- _Task brief_:
In the listing below, from the line that has "Segment every instance of the smartphone." through the end, substitute "Outline each instance of the" for "Segment every instance of the" and repeat those lines with nothing else changed. Omit the pictures from your answer.

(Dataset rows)
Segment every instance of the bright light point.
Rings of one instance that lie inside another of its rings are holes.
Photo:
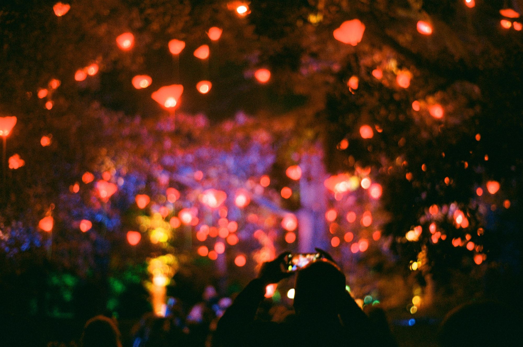
[[[402,88],[408,88],[411,85],[411,73],[402,71],[396,76],[396,83]]]
[[[439,104],[436,104],[431,106],[428,108],[428,111],[431,116],[438,119],[443,117],[444,113],[443,107]]]
[[[419,33],[424,35],[430,35],[432,33],[432,26],[426,21],[418,20],[416,27]]]
[[[212,84],[208,81],[200,81],[196,85],[196,89],[202,94],[207,94],[211,90]]]
[[[292,243],[295,241],[296,241],[296,234],[291,232],[285,234],[285,242],[287,243]]]
[[[221,29],[218,27],[212,27],[209,29],[207,36],[212,41],[217,41],[221,37],[222,31]]]
[[[82,219],[80,221],[80,230],[82,232],[88,231],[93,227],[93,223],[91,221],[87,219]]]
[[[134,44],[134,36],[130,32],[124,32],[116,38],[116,43],[123,51],[128,51]]]
[[[132,246],[135,246],[142,239],[142,234],[138,231],[127,232],[127,242]]]
[[[502,19],[499,23],[501,24],[501,26],[505,29],[510,29],[510,27],[512,26],[512,23],[506,19]]]
[[[40,139],[40,144],[42,147],[46,147],[51,144],[51,138],[49,136],[42,136]]]
[[[247,259],[245,258],[245,256],[243,254],[240,254],[234,258],[234,264],[236,266],[241,267],[243,265],[245,265],[247,263]]]
[[[491,194],[495,194],[499,190],[499,183],[496,181],[487,182],[487,191]]]
[[[87,74],[83,70],[77,70],[74,74],[74,79],[78,82],[83,81],[87,77]]]
[[[209,58],[209,46],[207,44],[202,44],[194,51],[194,56],[199,59],[207,59]]]
[[[379,199],[382,192],[383,188],[382,188],[381,184],[373,183],[370,185],[370,188],[369,189],[369,195],[373,199]]]
[[[292,189],[289,187],[283,187],[281,189],[281,197],[284,199],[288,199],[292,195]]]
[[[363,189],[369,189],[369,187],[370,187],[371,183],[370,178],[366,177],[361,180],[361,183],[360,183],[361,187]]]
[[[347,82],[347,85],[351,89],[356,90],[358,89],[359,84],[359,79],[356,76],[353,76],[349,79],[349,82]]]
[[[260,83],[266,83],[270,79],[270,71],[267,69],[258,69],[254,73],[254,77]]]
[[[71,9],[71,5],[68,4],[62,4],[62,3],[56,3],[53,6],[53,10],[54,14],[58,17],[62,17],[69,12]]]
[[[360,128],[360,135],[363,139],[371,139],[374,136],[374,131],[370,126],[365,125]]]
[[[164,106],[166,107],[174,107],[176,106],[176,100],[173,97],[168,97],[165,100]]]

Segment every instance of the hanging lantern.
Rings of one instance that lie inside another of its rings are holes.
[[[85,70],[87,72],[87,74],[89,76],[94,76],[98,71],[98,64],[93,63],[86,68]]]
[[[53,230],[53,225],[54,223],[54,220],[53,219],[53,217],[51,216],[48,216],[40,220],[40,221],[38,222],[38,227],[44,231],[50,232]]]
[[[507,18],[519,18],[519,14],[511,8],[504,8],[503,9],[500,9],[499,14],[503,17],[506,17]]]
[[[107,202],[109,198],[116,193],[118,187],[114,183],[100,180],[96,182],[96,189],[98,189],[98,195],[101,199]]]
[[[301,167],[298,165],[293,165],[287,167],[285,174],[291,180],[298,181],[301,178]]]
[[[411,73],[408,71],[401,71],[396,76],[396,83],[402,88],[408,88],[411,85]]]
[[[211,208],[217,208],[227,198],[227,194],[223,191],[208,189],[204,191],[200,197],[200,201]]]
[[[499,190],[499,182],[496,181],[489,181],[487,182],[487,191],[491,194],[495,194]]]
[[[294,231],[298,227],[298,219],[294,215],[289,214],[281,220],[281,227],[287,231]]]
[[[58,17],[62,17],[69,12],[71,9],[71,5],[69,4],[62,4],[62,3],[56,3],[53,6],[53,10],[54,14]]]
[[[40,88],[40,89],[38,89],[38,93],[37,94],[37,95],[38,96],[39,99],[43,99],[43,98],[47,96],[47,94],[48,93],[49,91],[47,89],[43,88]]]
[[[381,80],[383,77],[383,72],[381,69],[374,69],[372,70],[372,76],[378,80]]]
[[[207,44],[202,44],[194,52],[194,55],[199,59],[207,59],[209,58],[209,46]]]
[[[207,36],[212,41],[218,41],[222,36],[223,30],[218,27],[212,27],[209,29]]]
[[[212,84],[208,81],[200,81],[196,85],[196,89],[202,94],[206,94],[211,90]]]
[[[184,86],[172,84],[162,87],[151,95],[151,97],[163,107],[173,109],[179,104],[180,97],[184,92]]]
[[[185,42],[183,41],[173,39],[169,41],[169,51],[172,54],[179,54],[185,48]]]
[[[254,77],[260,83],[266,83],[270,79],[270,71],[267,69],[258,69],[254,73]]]
[[[90,220],[82,219],[80,221],[80,230],[82,230],[82,232],[86,232],[89,231],[92,227],[93,223]]]
[[[51,138],[49,136],[42,136],[40,139],[40,144],[42,147],[46,147],[51,144]]]
[[[26,164],[26,161],[20,158],[18,154],[13,154],[9,158],[9,168],[16,170]]]
[[[374,131],[372,131],[372,128],[370,126],[366,124],[361,126],[360,128],[360,135],[363,139],[371,139],[374,136]]]
[[[147,88],[153,83],[153,79],[147,75],[137,75],[131,81],[133,86],[137,89]]]
[[[423,20],[418,20],[416,27],[419,33],[424,35],[430,35],[432,33],[432,26]]]
[[[353,76],[349,79],[349,82],[347,82],[347,85],[350,89],[355,91],[358,89],[359,84],[359,79],[356,76]]]
[[[127,232],[127,242],[131,246],[135,246],[138,244],[138,242],[142,239],[142,234],[138,231]]]
[[[76,73],[74,74],[74,80],[75,81],[77,81],[81,82],[84,81],[87,77],[87,74],[85,73],[85,71],[83,69],[81,69],[79,70],[76,71]]]
[[[238,189],[234,198],[234,204],[240,208],[243,208],[251,203],[251,197],[247,191],[244,189]]]
[[[359,19],[343,22],[333,33],[334,38],[344,43],[356,46],[361,41],[365,31],[365,25]]]
[[[138,208],[144,209],[151,202],[151,198],[147,194],[138,194],[135,198]]]
[[[439,104],[436,104],[428,108],[429,113],[435,118],[438,119],[443,117],[443,107]]]
[[[124,32],[116,38],[118,47],[123,51],[128,51],[134,44],[134,36],[130,32]]]
[[[0,117],[0,136],[6,137],[16,124],[17,118],[14,116]]]
[[[474,0],[465,0],[465,6],[469,8],[472,8],[476,6],[476,2]]]

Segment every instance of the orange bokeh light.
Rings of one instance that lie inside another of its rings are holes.
[[[260,83],[266,83],[270,79],[270,71],[267,69],[258,69],[254,73],[254,77]]]
[[[46,147],[51,144],[51,138],[49,136],[42,136],[40,139],[40,144],[42,147]]]
[[[208,81],[200,81],[196,85],[196,89],[202,94],[206,94],[211,90],[212,84]]]
[[[169,51],[172,54],[179,54],[185,48],[183,41],[173,39],[169,41]]]
[[[21,167],[26,164],[26,161],[20,158],[20,155],[17,154],[13,154],[10,156],[8,161],[9,168],[13,170]]]
[[[359,19],[346,20],[342,23],[339,27],[336,29],[333,35],[334,38],[344,43],[356,46],[361,41],[363,33],[365,31],[365,25]]]
[[[281,220],[281,226],[287,231],[294,231],[298,227],[298,219],[292,214],[287,215]]]
[[[147,194],[138,194],[135,197],[135,200],[138,208],[145,208],[149,204],[151,198]]]
[[[360,135],[363,139],[371,139],[374,136],[374,131],[370,126],[366,124],[360,128]]]
[[[131,80],[133,87],[137,89],[147,88],[153,83],[153,79],[147,75],[137,75]]]
[[[16,120],[14,116],[0,117],[0,136],[5,137],[8,135],[16,124]]]
[[[349,79],[349,81],[347,82],[347,86],[353,90],[358,89],[359,85],[359,79],[356,76],[352,76]]]
[[[495,194],[499,190],[499,182],[496,181],[489,181],[487,182],[487,191],[491,194]]]
[[[292,189],[289,187],[283,187],[281,188],[281,194],[284,199],[288,199],[292,195]]]
[[[235,258],[234,258],[234,264],[237,266],[240,266],[241,267],[243,265],[245,265],[247,263],[247,259],[245,256],[243,254],[240,254],[240,255],[237,255]]]
[[[212,27],[209,28],[209,32],[207,32],[207,36],[212,41],[218,41],[221,37],[223,31],[218,27]]]
[[[90,230],[92,227],[93,223],[91,222],[91,221],[87,219],[82,219],[80,221],[80,230],[82,230],[82,232],[85,232]]]
[[[416,28],[419,33],[424,35],[430,35],[432,33],[432,26],[423,20],[418,20],[416,25]]]
[[[131,246],[135,246],[138,244],[138,242],[142,239],[142,234],[138,231],[127,232],[127,242]]]
[[[53,10],[54,14],[58,17],[62,17],[71,9],[71,5],[69,4],[62,4],[62,3],[56,3],[53,6]]]
[[[383,77],[383,72],[381,69],[374,69],[372,70],[372,76],[378,80],[381,80]]]
[[[44,217],[38,222],[38,227],[44,231],[50,232],[53,230],[53,226],[54,224],[54,219],[51,216]]]
[[[428,108],[428,111],[431,116],[438,119],[443,117],[444,113],[443,107],[439,104],[436,104],[431,106]]]
[[[209,249],[206,246],[200,246],[198,248],[198,254],[201,256],[207,256],[209,254]]]
[[[293,165],[287,167],[285,174],[291,180],[298,181],[301,178],[301,167],[298,165]]]
[[[197,48],[193,54],[199,59],[207,59],[209,58],[209,46],[207,44],[202,44]]]
[[[116,38],[116,43],[123,51],[128,51],[134,44],[134,36],[130,32],[124,32]]]
[[[268,187],[270,184],[270,178],[267,175],[264,175],[260,178],[260,185],[262,187]]]
[[[411,73],[401,71],[396,76],[396,83],[402,88],[408,88],[411,85]]]

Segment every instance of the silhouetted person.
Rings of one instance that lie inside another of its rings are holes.
[[[521,314],[501,303],[467,304],[447,314],[439,339],[442,347],[520,346]]]
[[[265,263],[258,278],[238,295],[218,322],[215,346],[377,346],[367,316],[345,290],[345,276],[322,260],[298,272],[295,314],[281,323],[255,319],[266,286],[288,277],[282,262],[288,253]]]
[[[85,324],[80,339],[81,347],[122,347],[120,331],[106,317],[97,316]]]

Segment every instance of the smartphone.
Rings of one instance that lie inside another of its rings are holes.
[[[322,258],[319,253],[300,253],[289,254],[285,259],[285,270],[293,272],[303,268],[307,264]]]

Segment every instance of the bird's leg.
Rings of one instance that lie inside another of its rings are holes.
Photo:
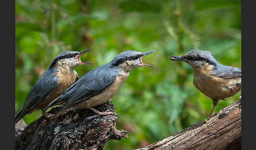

- _Problem solution_:
Outline each instance of the smartphone.
Rings of one instance that lie inside another of its rings are holes.
[[[322,258],[319,253],[300,253],[289,254],[285,259],[285,270],[293,272],[303,268],[307,264]]]

Outline each instance of the bird's leg.
Rings of one instance that lie inside another of its rings are holes.
Photo:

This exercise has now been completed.